## DATA FOR THIS TASK
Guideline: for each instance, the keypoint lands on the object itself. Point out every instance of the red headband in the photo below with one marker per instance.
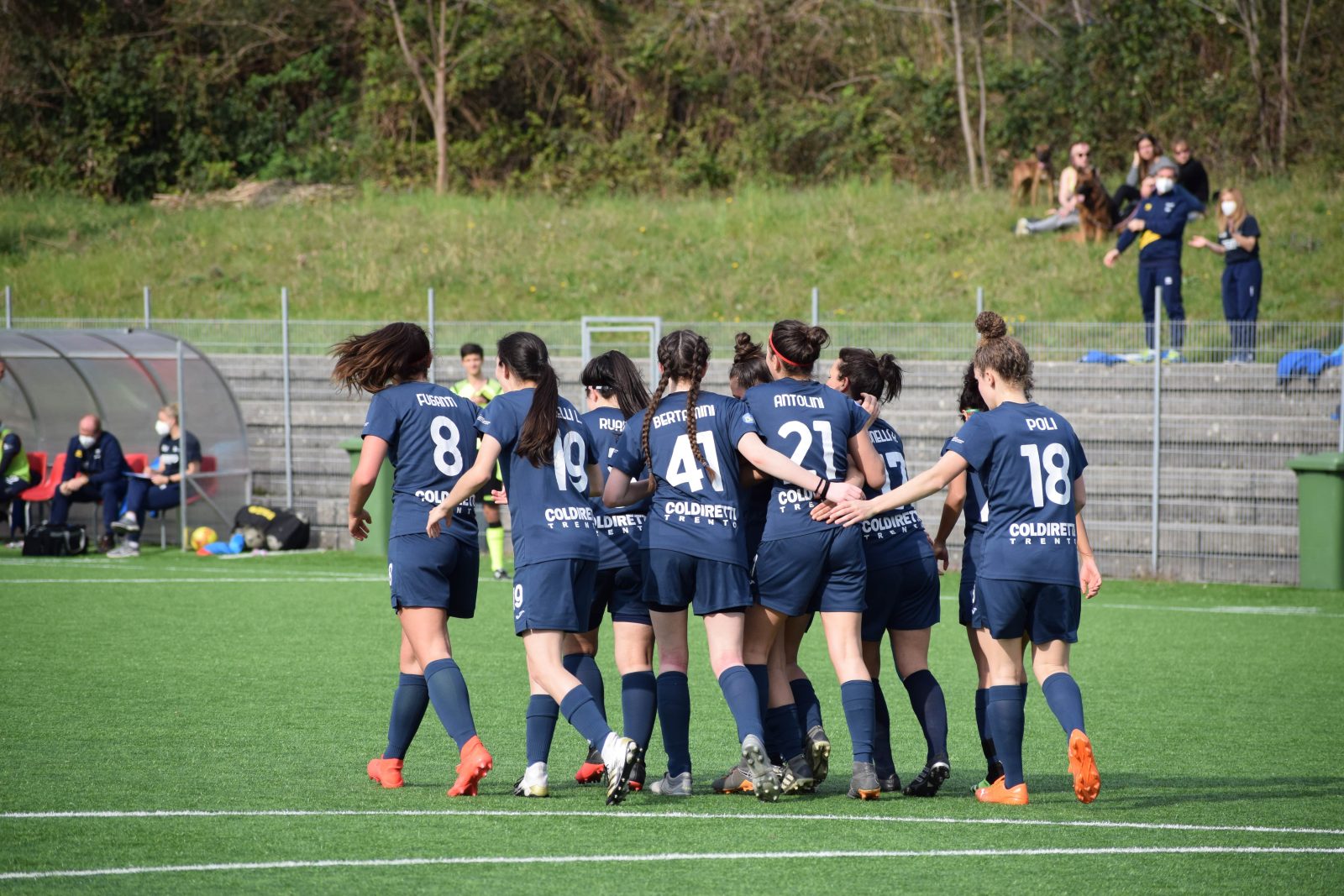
(780, 355)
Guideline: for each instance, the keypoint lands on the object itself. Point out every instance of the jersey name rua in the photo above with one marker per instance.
(430, 443)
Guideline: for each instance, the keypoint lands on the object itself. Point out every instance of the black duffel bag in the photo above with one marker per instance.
(54, 540)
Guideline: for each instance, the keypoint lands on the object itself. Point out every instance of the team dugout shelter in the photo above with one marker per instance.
(55, 376)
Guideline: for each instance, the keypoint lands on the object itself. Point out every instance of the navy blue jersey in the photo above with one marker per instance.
(812, 425)
(620, 531)
(691, 512)
(976, 510)
(895, 537)
(549, 504)
(1236, 254)
(170, 453)
(430, 443)
(1164, 224)
(1028, 458)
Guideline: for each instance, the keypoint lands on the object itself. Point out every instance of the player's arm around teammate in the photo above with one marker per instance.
(1032, 571)
(550, 468)
(427, 432)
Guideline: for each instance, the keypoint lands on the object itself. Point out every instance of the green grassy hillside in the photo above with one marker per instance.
(878, 251)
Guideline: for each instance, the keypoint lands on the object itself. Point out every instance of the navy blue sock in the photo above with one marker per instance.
(882, 757)
(761, 679)
(1065, 700)
(675, 720)
(1005, 711)
(810, 708)
(584, 668)
(931, 710)
(542, 714)
(582, 712)
(743, 694)
(638, 705)
(860, 714)
(410, 700)
(781, 734)
(448, 692)
(987, 739)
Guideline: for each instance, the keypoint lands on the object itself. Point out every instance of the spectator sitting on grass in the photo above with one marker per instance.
(1066, 215)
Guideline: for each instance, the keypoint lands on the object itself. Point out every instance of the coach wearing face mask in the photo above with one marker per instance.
(1159, 226)
(179, 452)
(96, 470)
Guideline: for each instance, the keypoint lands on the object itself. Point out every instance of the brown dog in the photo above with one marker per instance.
(1030, 175)
(1095, 217)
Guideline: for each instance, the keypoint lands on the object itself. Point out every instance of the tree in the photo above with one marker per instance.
(437, 60)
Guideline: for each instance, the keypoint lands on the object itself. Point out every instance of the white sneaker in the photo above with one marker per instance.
(618, 755)
(125, 524)
(534, 782)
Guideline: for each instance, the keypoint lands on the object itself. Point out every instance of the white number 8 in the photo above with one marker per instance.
(569, 461)
(1057, 485)
(447, 448)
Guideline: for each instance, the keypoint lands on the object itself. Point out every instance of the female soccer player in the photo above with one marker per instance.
(696, 553)
(1034, 557)
(425, 430)
(967, 497)
(549, 461)
(616, 392)
(1238, 244)
(804, 566)
(902, 591)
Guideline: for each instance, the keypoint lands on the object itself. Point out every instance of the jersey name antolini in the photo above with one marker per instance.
(679, 417)
(564, 515)
(696, 508)
(800, 401)
(436, 401)
(887, 523)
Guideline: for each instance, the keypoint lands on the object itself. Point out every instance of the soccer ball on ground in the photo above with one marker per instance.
(203, 535)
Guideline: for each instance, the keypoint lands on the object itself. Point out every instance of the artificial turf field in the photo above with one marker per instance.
(176, 711)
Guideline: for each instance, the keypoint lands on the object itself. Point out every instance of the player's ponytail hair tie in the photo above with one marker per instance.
(780, 355)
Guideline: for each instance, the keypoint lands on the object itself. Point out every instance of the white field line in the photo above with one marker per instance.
(672, 857)
(692, 815)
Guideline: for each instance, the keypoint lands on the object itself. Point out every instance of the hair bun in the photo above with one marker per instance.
(991, 325)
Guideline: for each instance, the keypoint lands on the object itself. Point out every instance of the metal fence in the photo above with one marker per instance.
(1187, 470)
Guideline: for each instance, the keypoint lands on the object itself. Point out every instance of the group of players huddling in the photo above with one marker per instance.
(757, 512)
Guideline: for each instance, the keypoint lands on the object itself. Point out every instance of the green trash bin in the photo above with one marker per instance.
(1320, 520)
(380, 506)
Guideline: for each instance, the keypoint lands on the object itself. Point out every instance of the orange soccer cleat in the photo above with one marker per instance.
(1082, 766)
(386, 772)
(475, 765)
(996, 793)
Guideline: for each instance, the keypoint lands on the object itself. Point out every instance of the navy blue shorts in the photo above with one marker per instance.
(622, 591)
(816, 573)
(674, 580)
(554, 595)
(1043, 610)
(968, 579)
(433, 573)
(902, 597)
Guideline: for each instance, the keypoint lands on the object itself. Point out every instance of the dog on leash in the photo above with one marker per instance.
(1030, 175)
(1095, 211)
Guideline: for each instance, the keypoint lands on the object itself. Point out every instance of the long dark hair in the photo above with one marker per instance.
(683, 355)
(797, 345)
(526, 358)
(749, 367)
(867, 372)
(370, 362)
(615, 374)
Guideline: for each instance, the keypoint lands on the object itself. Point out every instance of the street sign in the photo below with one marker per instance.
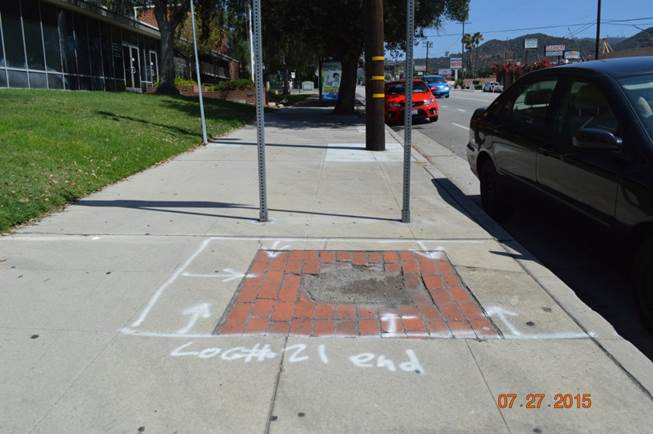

## EXERCISE
Rescale the stretch from the line containing "of the long" through the last line, writing out every line again, requests included, with each coordinate in the answers multiplied by 1.95 and rounded to a whole number, halves up. Leave the pictures out.

## OUTPUT OF THE EXERCISE
Guideline: for each instance, the keypoint lands on the object itself. Point out every instance of the long dark hair in the photo above with one marker per instance.
(1332, 692)
(1554, 673)
(1026, 698)
(1461, 716)
(1691, 725)
(722, 706)
(1199, 729)
Guideline: for each instance, the keypoint lands on the object itself. Point out every instance of the street sign in the photo below with one marker per instance.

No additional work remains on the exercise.